Subject RE: [firebird-support] Re: detect duplicate blobs, how to?
Author Richard Damon

Yes, it is a matter of scale, but it is also a matter of what you promise. If you are going to promise 100% reliable detection of duplicates, just using a hash (no matter how good) is a bug, because it ISN’T 100% reliable. It might be “Reliable Enough”, but don’t say it is 100%.

 

Please also review your math, as your argument actually proved its flaw. The number 2.71 x 10^18 ISN’T a chance of collision, or even a chance of any kind. It is the number of UUIDs (of 128 bits) that would need to be generated to have a 50% chance of collision.

 

I would actually argue that the idea of using a very high quality hash, like SHA256 is taking the problem in the wrong direction. It is a somewhat expensive value to compute, and being 256 bits long (32 bytes) somewhat big to add, and index, for every file. I would be much more inclined to use a simple hash (like CRC) that gives maybe a 32 bit result, lookup the files that match (somewhat likely to have one) and do the bit by bit compare to see if it is a duplicate. That is probably faster than your method of computing the SHA256 and (possibly even if unlikely, incorrectly) assuming they are unique, the time saved in using a simpler hash, and quicker index, likely makes up for the time needed to compare the two files.

 

From: firebird-support@yahoogroups.com [mailto:firebird-support@yahoogroups.com]
Sent: Thursday, February 9, 2017 6:40 PM
To: firebird-support@yahoogroups.com
Subject: RE: [firebird-support] Re: detect duplicate blobs, how to?

 

 

Richard,

> Sean
> Even SHA256 can’t eliminate all possibility of a duplicate. If you have files of
> more than 256 bits in them, by the pigeon hole principle, there WILL be
> duplicates within the universe of all possible files. There HAS to be. The
> probability is very low (but not zero) if you keep you set of files below 2^128
> members, but it is NOT 0.

I agree that there is a possibility, but it is all about understanding scale.

Consider, 2^128 is the same number space that is used to represent UUID and GUID values, and the changes of a collision is 2.71 x 10^18 (https://en.wikipedia.org/wiki/Universally_unique_identifier )
• • •
Given instruction:
Restate the mailing-list reply starting with "Author Richard Damon" and going on through "chance of collision.", substituting "clash" for every "collision".
• • •
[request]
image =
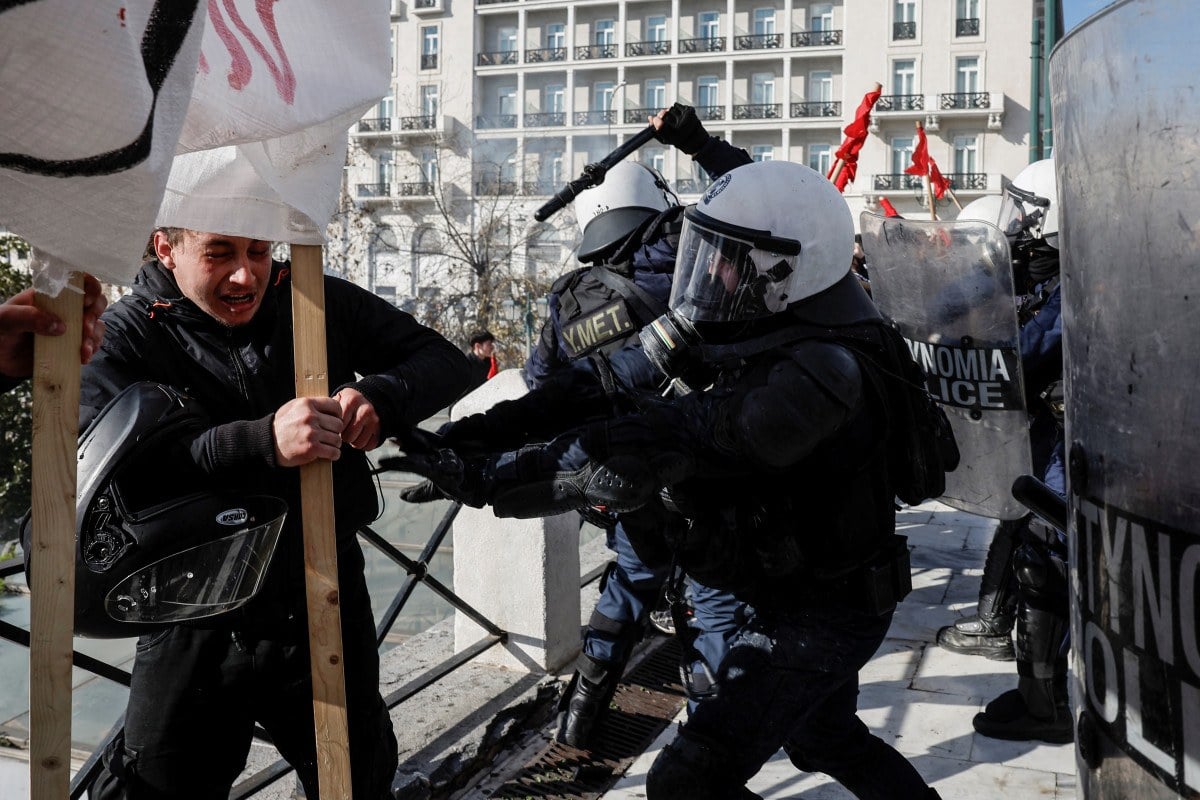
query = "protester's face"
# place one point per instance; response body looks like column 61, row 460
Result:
column 226, row 276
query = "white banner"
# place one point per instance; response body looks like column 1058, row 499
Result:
column 94, row 97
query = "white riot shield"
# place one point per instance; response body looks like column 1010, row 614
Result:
column 948, row 286
column 1126, row 103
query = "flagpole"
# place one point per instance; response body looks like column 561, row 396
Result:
column 331, row 727
column 55, row 428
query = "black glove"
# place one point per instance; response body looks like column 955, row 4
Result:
column 682, row 128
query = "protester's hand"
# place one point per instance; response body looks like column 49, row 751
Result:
column 360, row 423
column 307, row 428
column 21, row 319
column 681, row 127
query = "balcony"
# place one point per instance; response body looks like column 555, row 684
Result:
• • •
Result of this task:
Author Richard Damon

Yes, it is a matter of scale, but it is also a matter of what you promise. If you are going to promise 100% reliable detection of duplicates, just using a hash (no matter how good) is a bug, because it ISN’T 100% reliable. It might be “Reliable Enough”, but don’t say it is 100%.

 

Please also review your math, as your argument actually proved its flaw. The number 2.71 x 10^18 ISN’T a chance of clash, or even a chance of any kind. It is the number of UUIDs (of 128 bits) that would need to be generated to have a 50% chance of clash.